● WHAT YOU WILL DO: Put the lines from the start of the records through the line containing "[507,432,619,467]", inclusive, into a Markdown table with the columns Row and Text. Number each line in Row and omit blank lines.

╭─ RECORDS TO USE

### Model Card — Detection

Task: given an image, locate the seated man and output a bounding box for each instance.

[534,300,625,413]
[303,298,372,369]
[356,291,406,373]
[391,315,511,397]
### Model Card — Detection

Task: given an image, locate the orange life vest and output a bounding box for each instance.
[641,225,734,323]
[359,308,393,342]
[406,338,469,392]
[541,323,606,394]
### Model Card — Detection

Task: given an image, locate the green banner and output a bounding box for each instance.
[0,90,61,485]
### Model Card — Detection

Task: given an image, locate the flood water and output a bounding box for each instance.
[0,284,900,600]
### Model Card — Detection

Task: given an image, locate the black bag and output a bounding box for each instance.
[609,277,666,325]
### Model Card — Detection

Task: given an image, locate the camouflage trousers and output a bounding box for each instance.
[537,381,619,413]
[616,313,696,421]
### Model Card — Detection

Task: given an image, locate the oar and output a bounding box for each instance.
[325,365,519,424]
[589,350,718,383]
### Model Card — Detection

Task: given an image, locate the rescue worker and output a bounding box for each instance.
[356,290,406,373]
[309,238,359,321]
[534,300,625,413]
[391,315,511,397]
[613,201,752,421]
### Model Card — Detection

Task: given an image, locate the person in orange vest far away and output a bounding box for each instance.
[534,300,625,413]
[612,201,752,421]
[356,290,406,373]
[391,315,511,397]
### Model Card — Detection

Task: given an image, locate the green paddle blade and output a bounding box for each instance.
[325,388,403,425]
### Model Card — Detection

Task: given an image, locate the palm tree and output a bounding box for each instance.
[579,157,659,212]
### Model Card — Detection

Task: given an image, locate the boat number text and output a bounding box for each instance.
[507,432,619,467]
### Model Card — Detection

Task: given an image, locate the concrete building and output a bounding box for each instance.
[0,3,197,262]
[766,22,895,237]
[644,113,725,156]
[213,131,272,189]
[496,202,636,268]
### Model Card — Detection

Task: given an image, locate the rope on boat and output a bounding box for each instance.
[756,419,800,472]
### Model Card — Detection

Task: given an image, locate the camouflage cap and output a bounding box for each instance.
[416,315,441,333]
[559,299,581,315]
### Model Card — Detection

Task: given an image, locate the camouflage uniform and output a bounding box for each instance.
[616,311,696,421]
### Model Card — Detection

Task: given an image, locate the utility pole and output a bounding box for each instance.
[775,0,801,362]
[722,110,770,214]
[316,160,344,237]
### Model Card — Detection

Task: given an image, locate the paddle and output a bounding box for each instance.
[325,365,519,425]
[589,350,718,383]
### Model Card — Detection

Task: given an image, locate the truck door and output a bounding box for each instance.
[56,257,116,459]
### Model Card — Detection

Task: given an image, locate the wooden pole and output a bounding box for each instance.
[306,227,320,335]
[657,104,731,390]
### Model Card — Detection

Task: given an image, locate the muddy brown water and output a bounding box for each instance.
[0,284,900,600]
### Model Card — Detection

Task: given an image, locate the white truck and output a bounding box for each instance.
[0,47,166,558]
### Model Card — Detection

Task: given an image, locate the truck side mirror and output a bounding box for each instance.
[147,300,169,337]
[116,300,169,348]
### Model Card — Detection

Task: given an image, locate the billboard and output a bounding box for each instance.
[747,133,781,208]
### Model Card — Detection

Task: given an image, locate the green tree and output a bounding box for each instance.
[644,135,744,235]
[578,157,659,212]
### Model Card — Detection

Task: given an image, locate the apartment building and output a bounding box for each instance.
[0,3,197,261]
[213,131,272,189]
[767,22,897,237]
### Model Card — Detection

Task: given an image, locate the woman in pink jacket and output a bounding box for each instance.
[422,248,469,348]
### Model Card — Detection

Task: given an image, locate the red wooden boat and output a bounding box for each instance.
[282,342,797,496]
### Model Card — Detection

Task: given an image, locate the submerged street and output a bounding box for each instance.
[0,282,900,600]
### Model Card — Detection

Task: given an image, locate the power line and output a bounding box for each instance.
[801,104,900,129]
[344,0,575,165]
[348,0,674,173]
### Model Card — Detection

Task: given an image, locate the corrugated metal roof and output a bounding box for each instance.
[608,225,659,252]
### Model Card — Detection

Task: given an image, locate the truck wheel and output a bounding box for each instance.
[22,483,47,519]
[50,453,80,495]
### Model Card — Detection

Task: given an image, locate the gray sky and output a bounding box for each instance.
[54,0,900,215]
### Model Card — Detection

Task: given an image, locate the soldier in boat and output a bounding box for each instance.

╰─

● THE RESPONSE:
| Row | Text |
|---|---|
| 1 | ### Model Card — Detection |
| 2 | Task: given an image, locate the seated man and output a bounding box for each instance. |
| 3 | [534,300,625,413] |
| 4 | [303,298,372,369] |
| 5 | [356,291,406,373] |
| 6 | [391,315,511,397] |
| 7 | ### Model Card — Detection |
| 8 | Task: given an image, locate the orange life vest and output a bounding box for each instance. |
| 9 | [641,225,734,323] |
| 10 | [359,308,393,342] |
| 11 | [406,338,469,392] |
| 12 | [541,323,606,394] |
| 13 | ### Model Card — Detection |
| 14 | Task: given an image, locate the green banner and output a bounding box for each instance. |
| 15 | [0,90,61,485] |
| 16 | ### Model Card — Detection |
| 17 | Task: given an image, locate the flood water and output a bounding box for each instance. |
| 18 | [0,284,900,600] |
| 19 | ### Model Card — Detection |
| 20 | Task: given an image, locate the black bag and output a bounding box for each instance. |
| 21 | [609,277,666,325] |
| 22 | ### Model Card — Detection |
| 23 | Task: given an image, locate the camouflage trousers and output a bounding box for each instance. |
| 24 | [537,381,619,413] |
| 25 | [616,313,696,421] |
| 26 | ### Model Card — Detection |
| 27 | Task: given an image, locate the oar and output a bounding box for each instance. |
| 28 | [325,365,519,424] |
| 29 | [589,350,718,383] |
| 30 | ### Model Card — Detection |
| 31 | Task: given an image, locate the rescue worker and output a bounding box for each instance. |
| 32 | [356,290,406,373] |
| 33 | [309,238,359,321] |
| 34 | [534,300,625,413] |
| 35 | [391,315,511,397] |
| 36 | [613,201,752,421] |
| 37 | ### Model Card — Detection |
| 38 | Task: given an image, locate the person in orange vest far away and output a bounding box for each instance. |
| 39 | [534,300,625,413] |
| 40 | [612,201,752,421] |
| 41 | [356,290,406,373] |
| 42 | [391,315,511,397] |
| 43 | ### Model Card — Detection |
| 44 | Task: given an image, locate the green paddle blade and output a bounding box for each instance. |
| 45 | [325,388,403,425] |
| 46 | ### Model Card — Detection |
| 47 | Task: given an image, locate the palm tree and output a bounding box for each instance. |
| 48 | [579,157,659,212] |
| 49 | ### Model Card — Detection |
| 50 | Task: given an image, locate the boat number text and output a bounding box for each instance. |
| 51 | [507,432,619,467] |